• **QUOTED TEXT**
I feel like the Suns are going to get blown out the water tonight >_>


----------



## MeirToTheWise (Nov 9, 2005)

NBA.com: Coach's Corner: Suns-Nuggets Preview



> *Coach’s Corner: Bill Fitch on Suns-Nuggets
> By Bill Fitch*
> 
> *Tonight on ESPN: Suns at Nuggets (9 ET)*
> ...


----------



## Dissonance (Jul 21, 2004)

MeirToTheWise said:


> I feel like the Suns are going to get blown out the water tonight >_>


Eh, I don't know. They were one of the couple teams I wanted the Suns to face in the first before the sort of downward spiral. They've never really matched up against us that well over the years. But now that I said this, since they've also been struggling as of late, they'll probably snap out of it against us.


----------



## Seuss (Aug 19, 2005)

Raja will probably be guarding Camby, and Shaq on Carmelo.


This game will be very interesting, the Nuggets guard the pick-n-roll pretty well. They love to trap Nash. But Steve saw that trap last night against the Blazers, so I think they'll be ready. Tonight we'll need some more output from Shaq, which he should be able to do. Minus Camby, they are pretty weak in the interior defense.


----------



## MeirToTheWise (Nov 9, 2005)

Seuss said:


> Raja will probably be guarding Camby, and Shaq on Carmelo.


You're forgetting that Nash will guard Martin as well ^_^


----------



## 604flat_line (May 26, 2006)

Suns via murder/blowout

114 - 92


----------



## Kekai (Jan 12, 2005)

Gonna be an interesting game. Too bad I have to work and miss it. ****.


----------



## Basel (Mar 31, 2005)

I'm glad this game is on ESPN. It should be a hell of a game.


----------



## Kekai (Jan 12, 2005)

I thought you hated the suns basel? Or are you just hoping to see us get beat..lol


----------



## Dissonance (Jul 21, 2004)

[Source data]
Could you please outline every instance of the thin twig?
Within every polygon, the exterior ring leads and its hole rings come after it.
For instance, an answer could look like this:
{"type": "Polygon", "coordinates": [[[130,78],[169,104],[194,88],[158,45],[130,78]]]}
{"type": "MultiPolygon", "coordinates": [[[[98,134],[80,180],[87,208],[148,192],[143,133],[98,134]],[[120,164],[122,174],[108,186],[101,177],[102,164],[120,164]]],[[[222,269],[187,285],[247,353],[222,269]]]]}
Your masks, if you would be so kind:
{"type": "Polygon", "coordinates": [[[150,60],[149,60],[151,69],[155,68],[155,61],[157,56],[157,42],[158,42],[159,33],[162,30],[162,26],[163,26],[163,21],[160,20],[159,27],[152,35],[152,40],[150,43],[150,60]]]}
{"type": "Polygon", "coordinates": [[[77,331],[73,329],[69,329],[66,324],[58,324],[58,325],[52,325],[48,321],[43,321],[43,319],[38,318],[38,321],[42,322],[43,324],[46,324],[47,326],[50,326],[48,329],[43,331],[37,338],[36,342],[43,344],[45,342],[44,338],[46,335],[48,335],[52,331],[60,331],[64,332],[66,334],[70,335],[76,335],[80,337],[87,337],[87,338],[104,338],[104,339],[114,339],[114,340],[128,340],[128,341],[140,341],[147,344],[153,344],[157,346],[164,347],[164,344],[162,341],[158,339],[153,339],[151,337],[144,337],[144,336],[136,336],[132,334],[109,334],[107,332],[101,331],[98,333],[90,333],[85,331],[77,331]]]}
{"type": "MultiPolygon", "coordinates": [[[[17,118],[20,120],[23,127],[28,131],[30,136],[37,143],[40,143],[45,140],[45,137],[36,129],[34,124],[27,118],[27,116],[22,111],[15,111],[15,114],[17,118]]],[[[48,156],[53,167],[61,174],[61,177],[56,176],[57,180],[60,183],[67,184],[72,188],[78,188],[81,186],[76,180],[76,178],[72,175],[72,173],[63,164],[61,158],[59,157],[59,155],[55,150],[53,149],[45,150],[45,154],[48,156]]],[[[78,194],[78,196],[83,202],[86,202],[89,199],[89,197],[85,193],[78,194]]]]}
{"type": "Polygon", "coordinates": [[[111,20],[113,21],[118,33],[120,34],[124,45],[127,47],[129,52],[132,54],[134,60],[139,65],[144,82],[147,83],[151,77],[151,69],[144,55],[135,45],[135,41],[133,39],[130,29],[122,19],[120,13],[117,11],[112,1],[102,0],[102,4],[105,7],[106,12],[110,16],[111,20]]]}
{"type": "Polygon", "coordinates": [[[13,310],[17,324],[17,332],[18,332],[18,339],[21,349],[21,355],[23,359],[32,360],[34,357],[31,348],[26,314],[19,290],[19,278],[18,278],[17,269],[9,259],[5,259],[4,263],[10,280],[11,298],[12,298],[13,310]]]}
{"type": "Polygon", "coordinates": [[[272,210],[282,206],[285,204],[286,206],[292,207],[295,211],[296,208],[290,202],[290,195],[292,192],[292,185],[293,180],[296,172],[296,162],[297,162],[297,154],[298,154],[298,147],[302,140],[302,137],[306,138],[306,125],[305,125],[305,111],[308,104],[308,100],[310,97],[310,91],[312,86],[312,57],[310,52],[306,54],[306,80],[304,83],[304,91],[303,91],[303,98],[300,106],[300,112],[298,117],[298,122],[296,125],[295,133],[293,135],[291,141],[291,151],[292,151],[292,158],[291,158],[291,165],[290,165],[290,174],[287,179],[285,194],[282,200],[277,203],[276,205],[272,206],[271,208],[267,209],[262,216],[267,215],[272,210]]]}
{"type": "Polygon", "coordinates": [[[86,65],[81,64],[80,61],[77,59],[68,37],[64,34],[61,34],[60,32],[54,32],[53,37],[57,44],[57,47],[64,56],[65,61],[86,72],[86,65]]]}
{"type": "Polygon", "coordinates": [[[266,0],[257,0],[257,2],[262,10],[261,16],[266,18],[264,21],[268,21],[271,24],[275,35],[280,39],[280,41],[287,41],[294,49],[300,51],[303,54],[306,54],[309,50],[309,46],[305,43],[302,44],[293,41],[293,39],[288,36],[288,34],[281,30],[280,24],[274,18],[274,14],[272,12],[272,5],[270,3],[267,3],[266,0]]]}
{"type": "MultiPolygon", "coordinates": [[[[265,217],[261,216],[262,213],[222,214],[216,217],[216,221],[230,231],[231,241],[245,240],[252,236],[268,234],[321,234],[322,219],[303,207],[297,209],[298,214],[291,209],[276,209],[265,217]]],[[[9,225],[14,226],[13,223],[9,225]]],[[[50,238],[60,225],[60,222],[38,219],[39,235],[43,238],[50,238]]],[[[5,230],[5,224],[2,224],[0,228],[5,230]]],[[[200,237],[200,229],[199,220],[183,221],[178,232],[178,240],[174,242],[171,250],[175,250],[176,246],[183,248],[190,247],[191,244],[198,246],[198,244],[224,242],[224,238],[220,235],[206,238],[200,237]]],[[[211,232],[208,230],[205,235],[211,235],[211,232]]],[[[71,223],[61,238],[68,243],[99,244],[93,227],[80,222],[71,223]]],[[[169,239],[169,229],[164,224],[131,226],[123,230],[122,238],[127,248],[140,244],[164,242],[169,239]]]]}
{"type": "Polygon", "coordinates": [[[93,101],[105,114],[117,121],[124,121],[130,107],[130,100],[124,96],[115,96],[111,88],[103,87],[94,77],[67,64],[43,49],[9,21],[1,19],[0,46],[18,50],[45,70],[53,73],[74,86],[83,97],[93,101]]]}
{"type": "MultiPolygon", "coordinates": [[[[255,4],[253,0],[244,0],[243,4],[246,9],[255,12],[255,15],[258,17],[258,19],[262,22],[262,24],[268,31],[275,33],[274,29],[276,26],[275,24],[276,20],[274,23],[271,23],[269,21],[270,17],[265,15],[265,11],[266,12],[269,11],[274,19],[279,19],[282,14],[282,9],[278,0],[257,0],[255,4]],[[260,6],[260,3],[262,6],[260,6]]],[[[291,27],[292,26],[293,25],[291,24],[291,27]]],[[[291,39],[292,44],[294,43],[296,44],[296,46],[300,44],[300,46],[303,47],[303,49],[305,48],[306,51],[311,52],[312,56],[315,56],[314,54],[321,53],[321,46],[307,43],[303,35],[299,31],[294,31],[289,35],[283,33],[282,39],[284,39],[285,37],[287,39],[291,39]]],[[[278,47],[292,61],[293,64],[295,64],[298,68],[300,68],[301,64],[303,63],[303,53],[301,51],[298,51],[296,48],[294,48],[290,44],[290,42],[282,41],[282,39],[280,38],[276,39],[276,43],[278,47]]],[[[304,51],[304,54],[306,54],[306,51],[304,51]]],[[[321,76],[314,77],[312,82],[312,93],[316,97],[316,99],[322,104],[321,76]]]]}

• **SET EXERCISE 1**
Reproduce word for word the part of the Suns-Nuggets forum thread that opens with the words containing "Eh, I don't" and closes with "the interior defense.".
• **SET EXERCISE 2**
List all lines of the entries that contain the word "every", treating uppercase and lowercase as different.
The Suns-Nuggets forum thread and the entries have nothing to do with each other.

• **WORKED ANSWER 1**
Eh, I don't know. They were one of the couple teams I wanted the Suns to face in the first before the sort of downward spiral. They've never really matched up against us that well over the years. But now that I said this, since they've also been struggling as of late, they'll probably snap out of it against us.


----------



## Seuss (Aug 19, 2005)

Raja will probably be guarding Camby, and Shaq on Carmelo.


This game will be very interesting, the Nuggets guard the pick-n-roll pretty well. They love to trap Nash. But Steve saw that trap last night against the Blazers, so I think they'll be ready. Tonight we'll need some more output from Shaq, which he should be able to do. Minus Camby, they are pretty weak in the interior defense.

• **WORKED ANSWER 2**
Could you please outline every instance of the thin twig?
Within every polygon, the exterior ring leads and its hole rings come after it.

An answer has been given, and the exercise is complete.